Transcribe all the data, leaving each word as it is.
----------
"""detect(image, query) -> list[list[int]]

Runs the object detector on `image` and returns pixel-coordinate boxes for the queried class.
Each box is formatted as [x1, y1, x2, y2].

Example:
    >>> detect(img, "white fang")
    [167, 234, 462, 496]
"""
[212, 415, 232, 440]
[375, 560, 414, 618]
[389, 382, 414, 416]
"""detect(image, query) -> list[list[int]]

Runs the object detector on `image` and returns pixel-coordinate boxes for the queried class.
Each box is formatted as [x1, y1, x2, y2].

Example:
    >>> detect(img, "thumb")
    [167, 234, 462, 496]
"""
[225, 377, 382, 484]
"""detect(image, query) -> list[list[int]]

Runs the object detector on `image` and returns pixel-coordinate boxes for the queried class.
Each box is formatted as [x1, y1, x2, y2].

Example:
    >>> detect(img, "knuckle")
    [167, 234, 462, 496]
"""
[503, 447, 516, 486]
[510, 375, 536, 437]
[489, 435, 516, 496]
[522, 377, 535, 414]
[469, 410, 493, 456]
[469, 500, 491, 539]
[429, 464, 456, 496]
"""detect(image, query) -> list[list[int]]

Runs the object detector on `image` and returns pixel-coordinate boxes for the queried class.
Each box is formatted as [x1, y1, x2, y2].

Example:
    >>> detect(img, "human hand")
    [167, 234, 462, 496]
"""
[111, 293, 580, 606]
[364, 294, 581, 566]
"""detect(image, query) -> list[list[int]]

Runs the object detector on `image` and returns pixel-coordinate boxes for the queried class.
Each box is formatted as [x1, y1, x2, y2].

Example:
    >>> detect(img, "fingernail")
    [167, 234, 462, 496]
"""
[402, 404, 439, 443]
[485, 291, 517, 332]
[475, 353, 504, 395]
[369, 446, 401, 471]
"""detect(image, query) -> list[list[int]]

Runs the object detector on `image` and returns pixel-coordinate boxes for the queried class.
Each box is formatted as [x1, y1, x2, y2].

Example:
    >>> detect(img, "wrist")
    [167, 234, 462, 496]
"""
----------
# Response box:
"""detect(image, query) -> list[list[int]]

Runs the object detector on `image` and returns pixel-coordinate boxes for the queried class.
Each box is formatted as [x1, y1, x2, y2].

Example:
    >>> detect(img, "white fang")
    [167, 234, 462, 496]
"""
[212, 415, 232, 440]
[375, 560, 414, 618]
[389, 382, 414, 416]
"""detect(image, query) -> list[list[int]]

Runs the object detector on `image` and returns pixel-coordinate boxes for the queried class.
Each box is formatted as [x1, y1, x2, y2].

Example:
    >>> detect(img, "thumb")
    [167, 234, 462, 496]
"""
[225, 377, 382, 484]
"""detect(image, query) -> list[list[int]]

Runs the object detector on `image` and returns pixel-coordinate boxes for the queried class.
Each box is formatted as [x1, y1, x2, y2].

Example:
    >>> detect(img, "knuckle")
    [167, 234, 462, 496]
"""
[503, 447, 516, 486]
[510, 375, 536, 437]
[489, 435, 516, 496]
[522, 377, 535, 414]
[469, 410, 493, 456]
[469, 500, 491, 539]
[429, 464, 456, 496]
"""detect(image, query) -> list[list[int]]

Runs the object detector on `image` and returns pixel-coordinate boxes for the queried class.
Each box is formatted as [x1, y1, x2, y2].

Example:
    >>> detect(img, "human hand")
    [167, 234, 462, 496]
"""
[111, 293, 580, 606]
[364, 294, 581, 566]
"""detect(image, query) -> list[list[int]]

Runs the object detector on `image` and returns pixel-coordinate boxes for the queried class.
Each box is formatted as [x1, y1, x2, y2].

Example:
    >>> detect(img, "fingernail")
    [167, 234, 462, 496]
"""
[402, 404, 439, 443]
[485, 291, 517, 332]
[475, 353, 504, 395]
[369, 446, 401, 471]
"""detect(image, query) -> list[list[int]]

Runs the object detector on `image` and returns pixel-coordinate boxes for the queried class.
Each box is formatted as [x1, y1, x2, y2].

Example:
    >>> detect(img, "wrist")
    [167, 234, 462, 496]
"""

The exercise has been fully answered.